DOCUMENT PASSAGE:
^^^^^^^^

According to the Federal Communications Commission (FCC), UWB signals are characterized by having an absolute bandwidth of over 500 MHz or a relative bandwidth of more than 20% [3]. The FCC played a pioneering role in setting the standards for the application of UWB technology in the United States. Subsequently, other regions such as Europe, Japan, Korea, and other countries followed, developing their own set of regulations for UWB standards [4]. In Europe, Korea, and Japan, the bandwidth of UWB communication is categorized into two bands: the low band and the high band. However, to use the low band of UWB (ranging from 3.1 to 4.8 GHz in Europe), a license is required for implementation [5]. On the other hand, the high band of UWB (ranging from 6 to 8.5 GHz in Europe) does not require a license, facilitating a more rapid introduction of systems. As a result, there has been a recent surge in demand for the development of high-band UWB antennas.

In the antenna design process for UWB systems, miniaturization is a challenge due to the physical size constraints imposed by their applications. In [6,7], the Vivaldi structure was proposed for UWB applications, given its remarkable features such as high gain, fairly wide bandwidth, and a directive radiation pattern. However, their larger physical size poses a challenge when integrating them into devices with size limitations. Alternatively, the monopole structure is another promising approach for UWB antennas due to its simplicity in design, cost-effectiveness, ease of fabrication, and the ability to achieve omni-directional radiation patterns [8,9,10]. In [11,12], planar monopole antennas utilizing an FR4 substrate were suggested. However, PCB antennas with common substrates like FR4 or Rogers often have a thick profile, which may not be suitable for compact designs [13,14]. To address the issue of antenna miniaturization, one solution involves utilizing thin film technology. By combining the advantages of the monopole antenna design with a thin film structure, several approaches have been reported to overcome the size limitations of the antennas.

In [15], a tapered slot antenna using a 200 μm liquid crystal polymer (LCP) substrate was proposed. The design showed great radiation performance and excellent time domain characteristics as very little distortion was introduced by the antenna. However, the bulky dimensions ($130\times 66$ mm${}^2$) are not suitable for modern electronics integration. In [16], an elliptically shaped monopole UWB antenna printed on Kapton polyimide substrate was presented. It showed good radiation characteristics and impedance matching, with low degradation when under bending effects. However, the size of it ($47\times 33$ mm${}^2$) needs further miniaturization.

^^^^^^^^

WRITTEN TASKS:
A. According to the passage on UWB antennas, what frequency range does the low band of UWB cover in Europe?
B. Repeat everything in the passage on UWB antennas from "In [15], a tapered" down to "needs further miniaturization.".
The records that follow come from a different source than the passage on UWB antennas.

^^^^^^^^

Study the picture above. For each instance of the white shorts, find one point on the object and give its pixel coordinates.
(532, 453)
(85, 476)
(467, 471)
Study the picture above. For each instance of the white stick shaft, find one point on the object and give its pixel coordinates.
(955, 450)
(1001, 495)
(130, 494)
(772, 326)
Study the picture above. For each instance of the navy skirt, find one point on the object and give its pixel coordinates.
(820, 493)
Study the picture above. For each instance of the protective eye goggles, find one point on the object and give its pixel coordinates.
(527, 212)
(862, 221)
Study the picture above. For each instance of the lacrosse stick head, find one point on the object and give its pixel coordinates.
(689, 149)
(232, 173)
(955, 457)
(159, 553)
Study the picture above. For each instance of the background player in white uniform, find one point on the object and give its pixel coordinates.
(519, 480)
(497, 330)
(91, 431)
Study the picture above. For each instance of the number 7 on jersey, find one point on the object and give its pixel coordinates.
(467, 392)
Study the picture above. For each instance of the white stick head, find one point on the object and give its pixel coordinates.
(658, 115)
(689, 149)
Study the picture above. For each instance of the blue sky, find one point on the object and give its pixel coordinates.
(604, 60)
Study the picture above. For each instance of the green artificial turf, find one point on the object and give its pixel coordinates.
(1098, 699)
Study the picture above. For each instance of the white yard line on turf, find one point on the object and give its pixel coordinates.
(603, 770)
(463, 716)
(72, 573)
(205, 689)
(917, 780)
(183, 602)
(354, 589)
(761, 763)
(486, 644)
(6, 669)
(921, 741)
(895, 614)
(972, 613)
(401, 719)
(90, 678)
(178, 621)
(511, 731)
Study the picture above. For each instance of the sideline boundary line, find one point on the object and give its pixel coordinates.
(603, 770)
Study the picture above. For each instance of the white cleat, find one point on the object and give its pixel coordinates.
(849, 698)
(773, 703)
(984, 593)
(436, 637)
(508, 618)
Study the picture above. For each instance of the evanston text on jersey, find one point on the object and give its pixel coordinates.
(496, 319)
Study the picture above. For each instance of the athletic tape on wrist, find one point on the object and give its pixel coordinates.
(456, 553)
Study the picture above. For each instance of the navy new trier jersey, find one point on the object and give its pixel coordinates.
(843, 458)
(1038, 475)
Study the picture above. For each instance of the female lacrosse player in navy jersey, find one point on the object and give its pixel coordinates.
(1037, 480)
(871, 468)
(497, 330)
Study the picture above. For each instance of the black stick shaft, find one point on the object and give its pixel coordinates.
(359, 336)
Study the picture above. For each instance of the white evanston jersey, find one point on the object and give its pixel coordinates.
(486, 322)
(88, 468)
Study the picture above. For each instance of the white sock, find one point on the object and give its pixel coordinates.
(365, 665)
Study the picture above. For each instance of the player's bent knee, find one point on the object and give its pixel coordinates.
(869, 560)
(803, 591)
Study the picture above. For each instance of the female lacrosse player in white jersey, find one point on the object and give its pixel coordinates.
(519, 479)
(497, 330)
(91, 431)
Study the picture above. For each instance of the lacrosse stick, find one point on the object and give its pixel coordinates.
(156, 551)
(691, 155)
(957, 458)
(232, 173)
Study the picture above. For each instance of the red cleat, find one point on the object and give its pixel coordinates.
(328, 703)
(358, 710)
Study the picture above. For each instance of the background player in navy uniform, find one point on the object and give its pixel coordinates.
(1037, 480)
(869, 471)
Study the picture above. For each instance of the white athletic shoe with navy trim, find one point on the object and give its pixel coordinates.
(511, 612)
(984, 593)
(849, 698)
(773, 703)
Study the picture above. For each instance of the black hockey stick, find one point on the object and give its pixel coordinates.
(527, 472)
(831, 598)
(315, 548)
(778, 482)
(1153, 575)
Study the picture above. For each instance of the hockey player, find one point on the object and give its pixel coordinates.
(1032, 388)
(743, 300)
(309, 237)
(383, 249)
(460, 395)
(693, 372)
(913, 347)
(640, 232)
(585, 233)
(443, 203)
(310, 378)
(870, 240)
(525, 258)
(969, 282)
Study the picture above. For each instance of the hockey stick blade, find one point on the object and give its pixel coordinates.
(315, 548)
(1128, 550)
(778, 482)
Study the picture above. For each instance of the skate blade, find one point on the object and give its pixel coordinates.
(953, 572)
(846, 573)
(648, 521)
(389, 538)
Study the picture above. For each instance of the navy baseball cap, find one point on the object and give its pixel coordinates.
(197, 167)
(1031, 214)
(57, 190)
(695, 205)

^^^^^^^^

SOLUTIONS:
A. 3.1 to 4.8 GHz

B.
In [15], a tapered slot antenna using a 200 μm liquid crystal polymer (LCP) substrate was proposed. The design showed great radiation performance and excellent time domain characteristics as very little distortion was introduced by the antenna. However, the bulky dimensions ($130\times 66$ mm${}^2$) are not suitable for modern electronics integration. In [16], an elliptically shaped monopole UWB antenna printed on Kapton polyimide substrate was presented. It showed good radiation characteristics and impedance matching, with low degradation when under bending effects. However, the size of it ($47\times 33$ mm${}^2$) needs further miniaturization.